DATA EXTRACT
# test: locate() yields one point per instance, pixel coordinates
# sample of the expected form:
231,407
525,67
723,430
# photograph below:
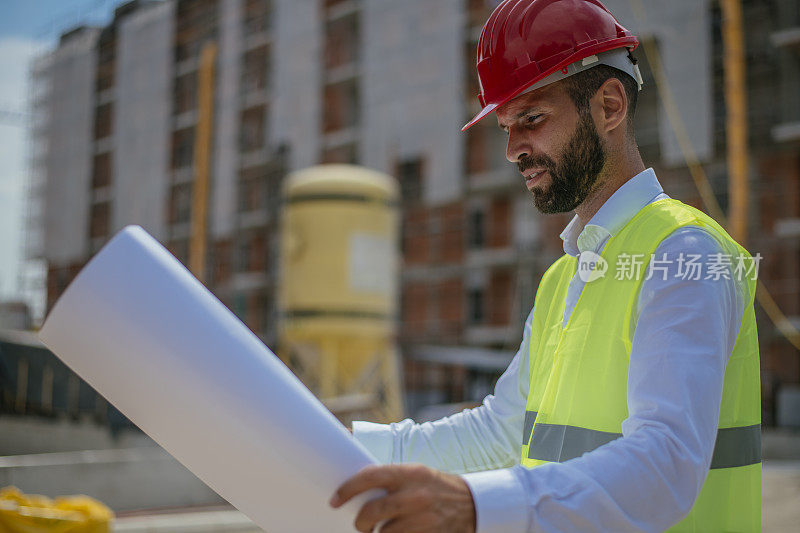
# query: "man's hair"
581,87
...
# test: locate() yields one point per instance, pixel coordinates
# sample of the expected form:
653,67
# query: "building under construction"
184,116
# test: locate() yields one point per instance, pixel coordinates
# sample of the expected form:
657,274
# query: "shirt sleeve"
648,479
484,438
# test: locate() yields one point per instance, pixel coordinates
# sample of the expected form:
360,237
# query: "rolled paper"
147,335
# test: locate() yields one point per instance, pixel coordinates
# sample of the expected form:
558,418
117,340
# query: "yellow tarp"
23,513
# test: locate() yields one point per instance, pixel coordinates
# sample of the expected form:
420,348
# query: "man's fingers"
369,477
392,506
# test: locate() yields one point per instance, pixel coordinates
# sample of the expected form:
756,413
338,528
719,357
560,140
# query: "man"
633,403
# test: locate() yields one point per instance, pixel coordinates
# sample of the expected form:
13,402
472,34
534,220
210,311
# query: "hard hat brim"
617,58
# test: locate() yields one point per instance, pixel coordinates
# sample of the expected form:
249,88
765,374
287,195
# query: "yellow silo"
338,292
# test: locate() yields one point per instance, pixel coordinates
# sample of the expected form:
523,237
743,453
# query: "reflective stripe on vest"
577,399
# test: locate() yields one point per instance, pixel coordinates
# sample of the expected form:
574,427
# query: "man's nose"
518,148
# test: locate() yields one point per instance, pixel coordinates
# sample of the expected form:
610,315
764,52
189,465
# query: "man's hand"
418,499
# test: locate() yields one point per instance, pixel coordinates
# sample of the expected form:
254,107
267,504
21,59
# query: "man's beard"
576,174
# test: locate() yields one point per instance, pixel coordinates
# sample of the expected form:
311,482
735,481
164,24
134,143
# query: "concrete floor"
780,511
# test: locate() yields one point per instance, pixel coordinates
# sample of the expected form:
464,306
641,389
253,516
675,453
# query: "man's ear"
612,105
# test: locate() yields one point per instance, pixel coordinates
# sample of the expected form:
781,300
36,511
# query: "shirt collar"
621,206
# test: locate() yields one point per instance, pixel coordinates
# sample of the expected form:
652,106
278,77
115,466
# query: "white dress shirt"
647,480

WRITTEN TASK
Pull out every line in the records that contains the string "shirt", treating uppercase and lowercase as different.

IN RESPONSE
# query: "shirt sleeve"
# query: "shirt collar"
# query: "white dress shirt"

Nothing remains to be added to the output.